__Required work__. Your answer must be the lines of the entries below, exactly as written, from the first line through the line containing "192, row 35.".

__Given records__.
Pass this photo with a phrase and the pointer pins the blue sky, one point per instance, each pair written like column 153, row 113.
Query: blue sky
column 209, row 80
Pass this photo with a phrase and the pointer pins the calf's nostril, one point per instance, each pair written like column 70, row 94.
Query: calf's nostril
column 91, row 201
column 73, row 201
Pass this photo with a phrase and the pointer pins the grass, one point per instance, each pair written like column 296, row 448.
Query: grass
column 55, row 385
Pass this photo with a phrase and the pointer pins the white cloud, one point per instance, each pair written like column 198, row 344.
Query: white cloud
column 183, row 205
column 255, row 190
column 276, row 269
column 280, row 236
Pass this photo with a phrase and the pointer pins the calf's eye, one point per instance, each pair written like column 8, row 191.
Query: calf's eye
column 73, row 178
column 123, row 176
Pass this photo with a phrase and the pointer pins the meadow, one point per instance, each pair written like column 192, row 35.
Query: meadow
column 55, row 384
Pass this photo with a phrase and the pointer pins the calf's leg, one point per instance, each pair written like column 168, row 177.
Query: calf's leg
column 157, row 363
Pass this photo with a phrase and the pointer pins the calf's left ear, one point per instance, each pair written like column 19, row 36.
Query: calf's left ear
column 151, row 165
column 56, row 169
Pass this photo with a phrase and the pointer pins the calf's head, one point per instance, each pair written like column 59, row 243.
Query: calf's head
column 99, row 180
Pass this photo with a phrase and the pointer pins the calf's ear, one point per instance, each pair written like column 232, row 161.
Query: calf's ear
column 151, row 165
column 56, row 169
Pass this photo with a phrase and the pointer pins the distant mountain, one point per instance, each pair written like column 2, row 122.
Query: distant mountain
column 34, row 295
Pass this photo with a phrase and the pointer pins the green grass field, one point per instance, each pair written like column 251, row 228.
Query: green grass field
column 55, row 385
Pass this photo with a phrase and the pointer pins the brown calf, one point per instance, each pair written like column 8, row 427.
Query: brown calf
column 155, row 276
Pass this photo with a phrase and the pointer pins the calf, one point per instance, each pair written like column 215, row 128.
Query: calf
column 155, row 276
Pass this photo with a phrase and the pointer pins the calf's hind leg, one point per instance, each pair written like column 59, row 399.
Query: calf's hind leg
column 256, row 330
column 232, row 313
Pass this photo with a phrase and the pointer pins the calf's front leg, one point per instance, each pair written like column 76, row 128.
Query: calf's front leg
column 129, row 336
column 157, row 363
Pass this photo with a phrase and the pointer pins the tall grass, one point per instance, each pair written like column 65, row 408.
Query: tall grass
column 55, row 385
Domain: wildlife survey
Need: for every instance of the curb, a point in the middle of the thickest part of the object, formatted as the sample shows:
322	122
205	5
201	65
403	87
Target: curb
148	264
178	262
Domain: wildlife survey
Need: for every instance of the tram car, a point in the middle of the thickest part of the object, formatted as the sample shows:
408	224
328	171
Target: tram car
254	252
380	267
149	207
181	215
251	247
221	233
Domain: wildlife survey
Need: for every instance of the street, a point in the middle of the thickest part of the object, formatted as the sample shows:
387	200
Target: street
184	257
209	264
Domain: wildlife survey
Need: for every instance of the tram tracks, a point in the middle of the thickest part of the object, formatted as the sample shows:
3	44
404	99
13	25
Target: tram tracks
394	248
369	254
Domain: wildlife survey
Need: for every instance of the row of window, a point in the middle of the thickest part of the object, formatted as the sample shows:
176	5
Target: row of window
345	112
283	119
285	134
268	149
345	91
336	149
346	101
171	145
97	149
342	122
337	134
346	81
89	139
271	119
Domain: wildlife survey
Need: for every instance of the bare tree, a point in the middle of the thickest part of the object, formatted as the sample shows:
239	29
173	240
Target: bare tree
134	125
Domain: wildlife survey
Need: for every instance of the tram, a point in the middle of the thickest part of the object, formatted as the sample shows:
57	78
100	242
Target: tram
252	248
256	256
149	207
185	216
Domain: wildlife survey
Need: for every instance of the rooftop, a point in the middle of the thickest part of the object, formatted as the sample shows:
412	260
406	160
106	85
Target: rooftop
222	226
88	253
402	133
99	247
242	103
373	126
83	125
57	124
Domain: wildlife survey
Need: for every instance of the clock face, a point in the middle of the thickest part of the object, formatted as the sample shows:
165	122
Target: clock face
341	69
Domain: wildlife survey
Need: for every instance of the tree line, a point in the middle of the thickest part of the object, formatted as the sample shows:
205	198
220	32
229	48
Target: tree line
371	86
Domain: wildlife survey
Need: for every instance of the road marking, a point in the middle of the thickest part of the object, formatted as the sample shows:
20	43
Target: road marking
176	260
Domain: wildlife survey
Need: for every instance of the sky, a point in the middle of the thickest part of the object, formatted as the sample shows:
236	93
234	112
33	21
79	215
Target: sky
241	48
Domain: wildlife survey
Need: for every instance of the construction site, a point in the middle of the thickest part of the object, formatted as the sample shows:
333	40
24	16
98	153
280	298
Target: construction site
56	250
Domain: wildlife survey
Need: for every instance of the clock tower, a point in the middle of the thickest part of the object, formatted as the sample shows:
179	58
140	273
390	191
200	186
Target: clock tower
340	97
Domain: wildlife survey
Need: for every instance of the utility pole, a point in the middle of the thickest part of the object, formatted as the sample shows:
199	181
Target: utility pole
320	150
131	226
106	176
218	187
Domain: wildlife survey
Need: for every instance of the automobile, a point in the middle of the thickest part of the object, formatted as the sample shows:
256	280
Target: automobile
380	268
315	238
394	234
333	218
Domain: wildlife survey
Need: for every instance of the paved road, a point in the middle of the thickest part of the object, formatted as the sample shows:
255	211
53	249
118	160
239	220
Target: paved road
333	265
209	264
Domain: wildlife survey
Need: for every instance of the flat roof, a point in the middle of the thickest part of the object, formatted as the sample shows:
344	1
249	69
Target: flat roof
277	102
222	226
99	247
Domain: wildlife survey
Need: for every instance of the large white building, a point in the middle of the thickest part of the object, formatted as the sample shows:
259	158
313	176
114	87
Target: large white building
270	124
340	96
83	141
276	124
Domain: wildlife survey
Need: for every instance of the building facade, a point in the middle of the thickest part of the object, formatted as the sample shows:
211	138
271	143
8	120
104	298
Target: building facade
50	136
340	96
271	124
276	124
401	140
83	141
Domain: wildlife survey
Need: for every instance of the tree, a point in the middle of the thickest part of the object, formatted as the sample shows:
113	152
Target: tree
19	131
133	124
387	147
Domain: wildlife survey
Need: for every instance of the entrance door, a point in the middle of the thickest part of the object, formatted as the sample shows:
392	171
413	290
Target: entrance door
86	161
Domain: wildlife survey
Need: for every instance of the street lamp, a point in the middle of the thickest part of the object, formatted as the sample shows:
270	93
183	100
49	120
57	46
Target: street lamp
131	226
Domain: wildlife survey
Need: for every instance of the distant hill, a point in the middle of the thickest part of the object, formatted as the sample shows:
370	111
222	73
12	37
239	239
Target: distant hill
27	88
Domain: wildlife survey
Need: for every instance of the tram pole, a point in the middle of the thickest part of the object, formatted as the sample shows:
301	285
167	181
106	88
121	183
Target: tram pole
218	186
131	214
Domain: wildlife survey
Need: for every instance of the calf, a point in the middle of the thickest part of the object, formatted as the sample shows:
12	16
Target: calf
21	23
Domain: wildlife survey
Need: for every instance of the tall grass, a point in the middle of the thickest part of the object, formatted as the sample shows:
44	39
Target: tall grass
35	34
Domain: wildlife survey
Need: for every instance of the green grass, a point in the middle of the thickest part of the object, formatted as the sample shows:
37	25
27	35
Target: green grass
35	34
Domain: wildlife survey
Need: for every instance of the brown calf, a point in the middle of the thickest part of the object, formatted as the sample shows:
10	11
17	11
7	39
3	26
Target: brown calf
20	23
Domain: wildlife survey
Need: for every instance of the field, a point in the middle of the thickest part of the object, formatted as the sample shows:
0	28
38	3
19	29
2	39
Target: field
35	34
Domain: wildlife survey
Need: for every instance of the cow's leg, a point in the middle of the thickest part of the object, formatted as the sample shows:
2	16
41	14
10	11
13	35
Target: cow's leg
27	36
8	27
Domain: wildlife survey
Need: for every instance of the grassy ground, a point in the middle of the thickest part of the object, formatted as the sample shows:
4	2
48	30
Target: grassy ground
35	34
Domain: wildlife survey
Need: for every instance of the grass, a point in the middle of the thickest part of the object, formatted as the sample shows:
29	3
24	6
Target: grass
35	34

__Output for this exercise__.
Pass this photo with a phrase and the pointer pins the blue sky, one point per instance, each pair written like column 153, row 113.
Query: blue sky
column 209, row 80
Pass this photo with a phrase and the pointer pins the calf's nostril, one point per instance, each pair written like column 70, row 94.
Query: calf's nostril
column 91, row 201
column 73, row 201
Pass this photo with a phrase and the pointer pins the grass, one point per instance, each pair written like column 296, row 448.
Query: grass
column 55, row 385
Pass this photo with a phrase and the pointer pins the white cloud, one point per instance, each pair written like column 198, row 344.
Query: white cloud
column 183, row 205
column 255, row 190
column 276, row 269
column 280, row 236
Pass this photo with a phrase and the pointer pins the calf's eye, one point per instance, each pair written like column 8, row 191.
Query: calf's eye
column 73, row 178
column 123, row 176
Pass this photo with a phrase and the pointer pins the meadow, one point per instance, each pair written like column 192, row 35.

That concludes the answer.